__ACTIVITY__.
Pick up the account of the Canadian cave discovery after its last sentence and continue it.

TEXT SEGMENT section start

Last April, Bevan Ernst, a government biologist, and a team from British Columbia’s Ministry of Environment and Climate Change were soaring over Wells Gray Provincial Park in a helicopter, conducting a routine caribou census, when they spotted the entrance to a cave near the base of a mountain slope—an entrance so large that it could just about swallow a football field. It was possibly the largest cave ever discovered in Canada. With its ominous opening, Ernst promptly nicknamed the cave “Sarlacc Pit,” a reference to a subterranean creature that appears in the Star Wars film Return of the Jedi.
Although the name is temporary—consultations are currently taking place with First Nations over whether they have a name for the area—the cave is very permanent. “It was completely unexpected to find a cave of this scale in this location,” wrote Lee Hollis in an email. Hollis, the owner and operator of Cody Cave Tours near Kootenay Lake, B.C., where he guides groups through Cody Caves Provincial Park, has 31 years of experience caving across Europe, North America, and Asia, and was the first person to make a formal descent into the cave in September with a team of researchers.

TEXT SEGMENT section end
DATA BLOCK section start

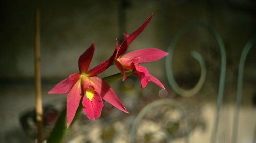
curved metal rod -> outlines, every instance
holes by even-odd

DATA BLOCK section end

__RESULT OF THIS TASK__.
“Sarlacc Pit is huge,” Hollis wrote, “and by far the biggest entrance pit I’ve seen dimensionally. The pit is 100 metres across, 60 metres wide, and at the far wall approximately 130 metres deep.” A waterfall fed by glacial meltwater plunges into the pit at an astonishing rate, helping to form the cave. While the exact length and depth of the cave are still unknown, Hollis estimates that it is at least 2.1 km in length and 500 metres deep, as the cave connects to an underground river.
These numbers, and the cave itself, are significant because “its dimensions make it the largest known surface pit in Canada, geologically in an area where you wouldn’t expect to find caves, particularly of this scale,” Hollis wrote. Due to the peculiar location of the cave, the find is also significant because of the types of rocks present. “The area has large layered quantities of all three base rock types, of which igneous (granite), sedimentary (limestone), and metamorphic (marble) are present,” Hollis wrote. “Sampling these materials from different parts of the cave will help build the complex picture of how and when the cave formed.”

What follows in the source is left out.